>> begin Input
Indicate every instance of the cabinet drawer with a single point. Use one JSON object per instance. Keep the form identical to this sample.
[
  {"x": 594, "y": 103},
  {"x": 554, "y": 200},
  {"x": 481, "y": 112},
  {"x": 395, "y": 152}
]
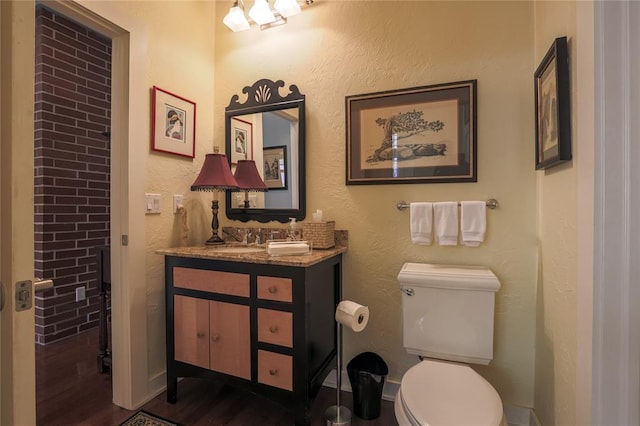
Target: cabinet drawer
[
  {"x": 230, "y": 283},
  {"x": 275, "y": 288},
  {"x": 275, "y": 327},
  {"x": 275, "y": 370}
]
>> end Input
— Objective —
Format the listing above as a numbered list, one line per item and no blank lines. Leave out the pictures.

— Output for this exercise —
1. Indicate every instance of the cabinet drawer with a single point. Use one JSON object per instance. Keep the form identical to this sample.
2. [
3.   {"x": 594, "y": 103},
4.   {"x": 554, "y": 200},
5.   {"x": 481, "y": 112},
6.   {"x": 395, "y": 152}
7. ]
8. Target: cabinet drawer
9. [
10.   {"x": 230, "y": 283},
11.   {"x": 275, "y": 288},
12.   {"x": 275, "y": 327},
13.   {"x": 275, "y": 370}
14. ]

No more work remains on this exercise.